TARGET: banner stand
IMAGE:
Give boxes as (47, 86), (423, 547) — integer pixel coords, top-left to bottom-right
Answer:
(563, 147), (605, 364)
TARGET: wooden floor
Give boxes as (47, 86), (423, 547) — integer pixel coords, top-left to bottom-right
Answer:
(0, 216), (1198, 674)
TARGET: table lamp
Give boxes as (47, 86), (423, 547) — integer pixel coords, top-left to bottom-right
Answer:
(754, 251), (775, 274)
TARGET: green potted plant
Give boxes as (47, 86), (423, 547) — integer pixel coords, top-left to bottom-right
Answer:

* * * * * * * * *

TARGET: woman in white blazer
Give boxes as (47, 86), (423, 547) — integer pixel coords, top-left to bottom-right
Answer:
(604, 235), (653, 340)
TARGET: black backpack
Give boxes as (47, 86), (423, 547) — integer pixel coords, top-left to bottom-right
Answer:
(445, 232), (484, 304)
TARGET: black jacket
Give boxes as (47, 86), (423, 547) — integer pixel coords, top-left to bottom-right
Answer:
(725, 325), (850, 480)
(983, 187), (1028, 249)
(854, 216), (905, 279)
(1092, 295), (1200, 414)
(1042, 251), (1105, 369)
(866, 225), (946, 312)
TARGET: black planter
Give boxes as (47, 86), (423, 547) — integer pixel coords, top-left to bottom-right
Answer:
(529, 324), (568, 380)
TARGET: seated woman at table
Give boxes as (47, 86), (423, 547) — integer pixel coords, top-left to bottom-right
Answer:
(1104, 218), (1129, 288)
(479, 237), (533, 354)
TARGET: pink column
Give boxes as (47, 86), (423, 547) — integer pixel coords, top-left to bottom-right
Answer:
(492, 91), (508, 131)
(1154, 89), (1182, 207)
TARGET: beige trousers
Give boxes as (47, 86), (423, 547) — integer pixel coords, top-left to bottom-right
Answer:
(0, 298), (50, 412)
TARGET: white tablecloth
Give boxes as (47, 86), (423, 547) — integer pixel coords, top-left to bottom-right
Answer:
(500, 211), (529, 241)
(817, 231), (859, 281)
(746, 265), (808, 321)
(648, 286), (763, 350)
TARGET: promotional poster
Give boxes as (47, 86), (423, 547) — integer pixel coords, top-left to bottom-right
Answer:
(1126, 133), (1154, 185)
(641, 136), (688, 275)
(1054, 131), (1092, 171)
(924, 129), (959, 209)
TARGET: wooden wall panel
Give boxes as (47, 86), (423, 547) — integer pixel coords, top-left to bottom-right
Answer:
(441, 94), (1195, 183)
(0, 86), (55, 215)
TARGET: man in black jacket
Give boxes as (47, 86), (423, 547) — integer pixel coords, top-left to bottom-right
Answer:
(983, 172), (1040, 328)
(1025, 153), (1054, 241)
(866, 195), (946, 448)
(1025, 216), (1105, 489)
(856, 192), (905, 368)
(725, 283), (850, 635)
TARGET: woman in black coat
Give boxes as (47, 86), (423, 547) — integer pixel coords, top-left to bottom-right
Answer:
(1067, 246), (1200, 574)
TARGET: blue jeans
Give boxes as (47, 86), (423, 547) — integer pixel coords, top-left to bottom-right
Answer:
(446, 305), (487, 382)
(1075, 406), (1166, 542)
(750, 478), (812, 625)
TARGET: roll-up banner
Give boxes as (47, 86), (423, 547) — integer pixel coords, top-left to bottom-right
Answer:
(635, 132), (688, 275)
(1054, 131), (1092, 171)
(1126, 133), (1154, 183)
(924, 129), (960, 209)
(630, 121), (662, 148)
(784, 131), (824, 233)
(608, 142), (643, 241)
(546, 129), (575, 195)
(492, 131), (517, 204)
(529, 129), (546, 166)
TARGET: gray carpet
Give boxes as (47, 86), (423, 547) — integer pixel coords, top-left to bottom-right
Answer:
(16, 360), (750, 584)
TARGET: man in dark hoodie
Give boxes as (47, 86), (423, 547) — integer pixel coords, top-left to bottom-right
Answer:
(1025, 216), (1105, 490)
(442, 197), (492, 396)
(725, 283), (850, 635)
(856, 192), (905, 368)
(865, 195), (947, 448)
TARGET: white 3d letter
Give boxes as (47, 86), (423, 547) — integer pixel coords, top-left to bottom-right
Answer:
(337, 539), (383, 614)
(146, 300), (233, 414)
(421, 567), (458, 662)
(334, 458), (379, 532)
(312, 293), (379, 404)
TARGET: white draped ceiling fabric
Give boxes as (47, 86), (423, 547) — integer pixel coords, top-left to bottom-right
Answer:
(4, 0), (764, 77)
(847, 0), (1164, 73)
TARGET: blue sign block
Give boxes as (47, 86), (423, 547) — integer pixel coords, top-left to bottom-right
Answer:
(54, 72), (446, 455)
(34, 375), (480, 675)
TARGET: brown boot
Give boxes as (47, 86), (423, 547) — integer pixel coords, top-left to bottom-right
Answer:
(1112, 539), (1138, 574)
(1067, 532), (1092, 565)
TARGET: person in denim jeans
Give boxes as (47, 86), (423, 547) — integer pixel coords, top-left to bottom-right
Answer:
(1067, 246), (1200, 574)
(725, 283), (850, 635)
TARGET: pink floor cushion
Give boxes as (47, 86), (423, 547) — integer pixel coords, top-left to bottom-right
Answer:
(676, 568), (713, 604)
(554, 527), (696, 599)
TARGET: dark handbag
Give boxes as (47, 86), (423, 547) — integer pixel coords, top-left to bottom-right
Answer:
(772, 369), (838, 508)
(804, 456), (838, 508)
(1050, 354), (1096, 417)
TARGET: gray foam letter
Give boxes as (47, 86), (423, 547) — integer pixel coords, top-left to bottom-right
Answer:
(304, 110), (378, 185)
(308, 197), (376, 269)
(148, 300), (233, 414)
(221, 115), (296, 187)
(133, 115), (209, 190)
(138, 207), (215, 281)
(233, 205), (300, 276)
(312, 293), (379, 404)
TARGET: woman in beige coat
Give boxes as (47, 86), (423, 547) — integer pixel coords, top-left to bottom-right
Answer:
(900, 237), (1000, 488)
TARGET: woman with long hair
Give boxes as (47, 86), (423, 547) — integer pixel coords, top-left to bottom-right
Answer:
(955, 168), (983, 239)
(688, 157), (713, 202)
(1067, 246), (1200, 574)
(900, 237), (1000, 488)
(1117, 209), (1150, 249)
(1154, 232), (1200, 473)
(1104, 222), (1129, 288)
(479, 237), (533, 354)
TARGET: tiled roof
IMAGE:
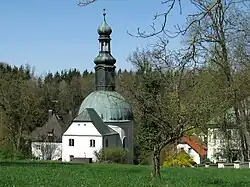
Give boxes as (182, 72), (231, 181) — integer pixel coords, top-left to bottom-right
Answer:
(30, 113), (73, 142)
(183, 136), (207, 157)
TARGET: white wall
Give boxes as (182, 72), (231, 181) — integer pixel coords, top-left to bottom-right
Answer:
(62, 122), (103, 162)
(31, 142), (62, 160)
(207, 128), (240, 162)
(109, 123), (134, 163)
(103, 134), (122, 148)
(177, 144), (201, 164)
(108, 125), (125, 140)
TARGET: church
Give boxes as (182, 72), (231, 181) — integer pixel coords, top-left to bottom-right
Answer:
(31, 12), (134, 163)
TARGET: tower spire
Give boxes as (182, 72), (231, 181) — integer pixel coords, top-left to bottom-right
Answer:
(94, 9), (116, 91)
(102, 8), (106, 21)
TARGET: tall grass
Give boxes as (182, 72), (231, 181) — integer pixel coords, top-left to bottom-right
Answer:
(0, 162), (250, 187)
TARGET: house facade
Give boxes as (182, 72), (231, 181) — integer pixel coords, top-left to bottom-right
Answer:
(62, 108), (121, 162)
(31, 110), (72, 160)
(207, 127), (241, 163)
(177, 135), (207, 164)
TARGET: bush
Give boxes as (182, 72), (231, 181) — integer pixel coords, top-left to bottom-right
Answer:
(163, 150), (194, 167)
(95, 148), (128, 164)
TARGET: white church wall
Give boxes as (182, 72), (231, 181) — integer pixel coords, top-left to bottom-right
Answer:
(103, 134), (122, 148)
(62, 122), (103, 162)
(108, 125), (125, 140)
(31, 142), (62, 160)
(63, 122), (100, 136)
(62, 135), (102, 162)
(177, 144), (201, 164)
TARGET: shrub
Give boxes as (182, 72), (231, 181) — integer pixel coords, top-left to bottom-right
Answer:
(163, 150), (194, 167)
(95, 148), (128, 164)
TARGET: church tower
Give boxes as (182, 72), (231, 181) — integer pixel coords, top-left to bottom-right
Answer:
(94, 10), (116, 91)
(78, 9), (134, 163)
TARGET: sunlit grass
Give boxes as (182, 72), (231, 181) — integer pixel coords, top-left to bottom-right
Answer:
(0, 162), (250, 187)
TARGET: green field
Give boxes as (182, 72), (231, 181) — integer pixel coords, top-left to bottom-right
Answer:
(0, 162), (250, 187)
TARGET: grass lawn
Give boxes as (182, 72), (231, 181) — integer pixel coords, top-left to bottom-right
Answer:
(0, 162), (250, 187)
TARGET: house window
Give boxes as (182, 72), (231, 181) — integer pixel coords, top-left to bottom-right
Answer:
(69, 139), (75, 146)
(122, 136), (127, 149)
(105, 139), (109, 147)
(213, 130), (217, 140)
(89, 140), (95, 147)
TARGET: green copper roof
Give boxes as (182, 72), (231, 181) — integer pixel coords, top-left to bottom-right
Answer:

* * * * * * * * *

» **WORK TO COMPLETE**
Determine how many lines of the data above contain the string "green", treating uppercase and lowercase letters as distinct. Provide the number alone.

» **REPLY**
3